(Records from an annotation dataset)
··········

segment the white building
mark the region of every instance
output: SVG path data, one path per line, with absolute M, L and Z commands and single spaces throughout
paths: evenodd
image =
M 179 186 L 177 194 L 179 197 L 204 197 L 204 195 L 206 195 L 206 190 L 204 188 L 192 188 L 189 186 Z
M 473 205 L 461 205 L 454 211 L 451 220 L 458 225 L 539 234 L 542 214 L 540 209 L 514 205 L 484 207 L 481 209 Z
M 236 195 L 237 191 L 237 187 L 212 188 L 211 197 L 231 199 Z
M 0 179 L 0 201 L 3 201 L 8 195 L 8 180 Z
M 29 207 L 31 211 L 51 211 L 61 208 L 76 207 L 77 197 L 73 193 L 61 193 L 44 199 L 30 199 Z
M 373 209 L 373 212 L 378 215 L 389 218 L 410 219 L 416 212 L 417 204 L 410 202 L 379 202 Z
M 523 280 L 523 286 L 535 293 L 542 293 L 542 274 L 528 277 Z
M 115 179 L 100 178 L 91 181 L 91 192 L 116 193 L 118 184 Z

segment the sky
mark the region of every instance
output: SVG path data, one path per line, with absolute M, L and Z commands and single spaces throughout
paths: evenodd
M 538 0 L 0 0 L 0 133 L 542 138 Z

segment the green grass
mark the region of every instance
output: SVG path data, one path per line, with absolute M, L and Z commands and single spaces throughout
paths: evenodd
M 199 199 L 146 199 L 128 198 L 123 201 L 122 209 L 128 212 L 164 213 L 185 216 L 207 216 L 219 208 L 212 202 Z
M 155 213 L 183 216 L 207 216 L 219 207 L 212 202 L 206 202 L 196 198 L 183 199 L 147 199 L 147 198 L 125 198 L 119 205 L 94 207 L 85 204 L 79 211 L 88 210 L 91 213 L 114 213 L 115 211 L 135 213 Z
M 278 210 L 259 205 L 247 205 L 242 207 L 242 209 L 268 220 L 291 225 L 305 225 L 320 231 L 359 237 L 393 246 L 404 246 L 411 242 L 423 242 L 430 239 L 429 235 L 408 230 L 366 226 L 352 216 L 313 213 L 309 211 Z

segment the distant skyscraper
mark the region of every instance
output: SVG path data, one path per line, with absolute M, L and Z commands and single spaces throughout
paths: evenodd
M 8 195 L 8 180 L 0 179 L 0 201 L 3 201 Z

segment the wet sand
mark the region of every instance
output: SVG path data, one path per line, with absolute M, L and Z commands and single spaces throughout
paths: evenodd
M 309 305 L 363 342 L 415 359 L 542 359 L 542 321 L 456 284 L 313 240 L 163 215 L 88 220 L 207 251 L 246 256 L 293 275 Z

··········

* Given problem: Can you rescale the entries from the line with "segment the sky" to the line with "M 538 0 L 0 0 L 0 133 L 542 138 Z", copying the request lines unchanged but multiplying every coordinate in the path data by 2.25 and rounding to whole numbers, with halves rounded up?

* The result:
segment the sky
mark the region of every instance
output: SVG path data, one path per line, with absolute M, L and Z commands and single spaces throughout
paths: evenodd
M 1211 0 L 0 0 L 0 299 L 1220 311 Z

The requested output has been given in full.